Selected extract:
◇ ◇ ◇ ◇ ◇ ◇ ◇

Right now I'm in the process of cramming Blackwell cards into an old DDR4-based Milan server, where the important thing is to be able to run large models at all. The GPU fans alone burn over 400 watts at full throttle.

storus 2 hours ago||

Did you think about Max-Q cards? 300W and they aren't that noisy either, 14% lower perf than non-Max-Q card.

CamperBob2 2 hours ago||

That was an option, but having decided on a true server chassis for other reasons, it made sense to use server-edition cards to take advantage of all those fans. I downclock them to 300W anyway for longevity, but it's nice to have the option to go to 600W if needed.

The server is going to live in the garage, so I'm not that concerned with noise. But I had no idea what to expect when I flipped the switch for the first time. It sounds like something out of the Book of Revelation. No way, no how could something like this be used in an inhabited area.

ginko 2 hours ago|||

Don't those Ada 6000 GPUs support NVLink? I think I can even see the cover for the connectors in OP's pic.

edit: Hm, finding mixed information online on whether that's still supported or not. Apparently it was removed in workstation GPUs.

mciancia 2 hours ago|||

Nope, they don't support it. And afair even if they did, you would be limited to connecting only in pairs, not all 6 together

ryandrake 52 minutes ago||

Honestly, I made the same mistake when I added a GPU to my (not $48K) existing homelab. I got a Ada 4000 for its slim form factor and low wattage, but realize after I bought it that it does not support NVLink, so I can't really effectively double it up later if I wanted to. Live and learn. I suppose you might research that a little before blowing that much money though LOL :)

thecatmak 2 hours ago||

[dead]

pelasaco 2 hours ago||

out of curiosity, did you check how much would cost to rent a cage in a colocation space? Having to power your computer from two different outlets sounds wild..

forsalebypwner 52 minutes ago|

the very last line of the article:

"If I were to do this again, I wouldn’t do a custom build like this. I would buy a standard datacenter server and rent space in a colocation center. But then I would miss saying Hi to grumbl once in a while."

pelasaco 37 minutes ago||

Yes, i mean, he could rent a cage and run grumbl it there. It doesn't have to be a standard datacenter server, even though a standard datacenter server would be better and cheaper.

◇ ◇ ◇ ◇ ◇ ◇ ◇

Information provided:
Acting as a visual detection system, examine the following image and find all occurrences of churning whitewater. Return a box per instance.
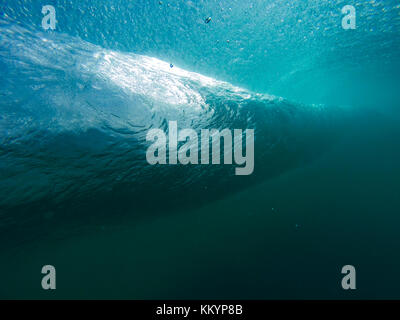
[0,18,340,227]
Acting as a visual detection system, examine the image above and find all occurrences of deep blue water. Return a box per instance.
[0,0,400,299]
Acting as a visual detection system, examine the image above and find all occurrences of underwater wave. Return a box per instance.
[0,19,343,228]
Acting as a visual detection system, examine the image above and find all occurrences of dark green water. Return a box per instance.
[0,0,400,299]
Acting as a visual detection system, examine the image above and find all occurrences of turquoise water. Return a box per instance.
[0,0,400,299]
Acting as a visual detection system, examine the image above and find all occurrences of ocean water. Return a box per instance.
[0,0,400,299]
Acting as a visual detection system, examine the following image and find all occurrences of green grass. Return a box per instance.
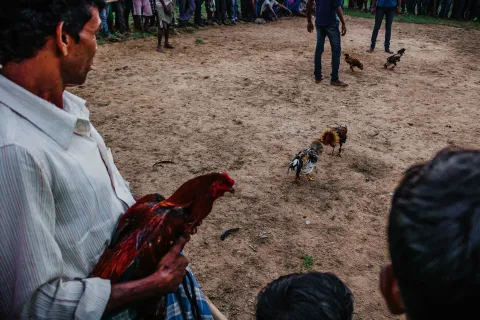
[303,256,315,271]
[343,5,480,30]
[97,0,480,45]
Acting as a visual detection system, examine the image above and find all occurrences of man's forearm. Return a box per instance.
[335,7,345,24]
[105,276,168,313]
[307,0,312,22]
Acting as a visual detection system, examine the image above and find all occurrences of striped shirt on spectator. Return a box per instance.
[0,75,211,320]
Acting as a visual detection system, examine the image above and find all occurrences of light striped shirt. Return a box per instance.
[0,75,134,319]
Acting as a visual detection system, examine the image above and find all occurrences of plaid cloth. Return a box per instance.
[104,267,213,320]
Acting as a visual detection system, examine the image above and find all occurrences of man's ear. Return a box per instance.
[55,21,72,57]
[380,264,405,314]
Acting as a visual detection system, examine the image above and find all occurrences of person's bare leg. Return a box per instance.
[165,26,175,49]
[157,27,166,52]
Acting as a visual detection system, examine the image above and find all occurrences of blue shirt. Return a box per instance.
[377,0,397,7]
[315,0,344,27]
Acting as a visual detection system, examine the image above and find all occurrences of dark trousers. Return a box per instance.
[110,2,127,33]
[225,0,233,20]
[240,0,254,19]
[455,0,467,20]
[195,0,203,24]
[123,0,133,25]
[370,7,396,50]
[315,21,342,82]
[215,0,227,21]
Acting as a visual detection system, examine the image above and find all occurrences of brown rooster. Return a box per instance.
[320,125,347,157]
[91,173,235,318]
[345,53,363,72]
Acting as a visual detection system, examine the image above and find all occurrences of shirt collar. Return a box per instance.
[0,75,90,149]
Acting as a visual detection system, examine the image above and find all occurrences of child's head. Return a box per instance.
[256,272,353,320]
[380,150,480,320]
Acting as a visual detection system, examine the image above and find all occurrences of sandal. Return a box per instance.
[330,80,348,88]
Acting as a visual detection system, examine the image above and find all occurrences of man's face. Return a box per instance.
[61,7,100,85]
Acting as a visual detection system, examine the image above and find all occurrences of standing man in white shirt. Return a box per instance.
[0,0,220,319]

◇ ◇ ◇ ◇ ◇ ◇ ◇

Given exercise: In the forum thread, where does CamperBob2 say the server is going to live? The lines have no connection to the forum thread.

Correct response: In the garage.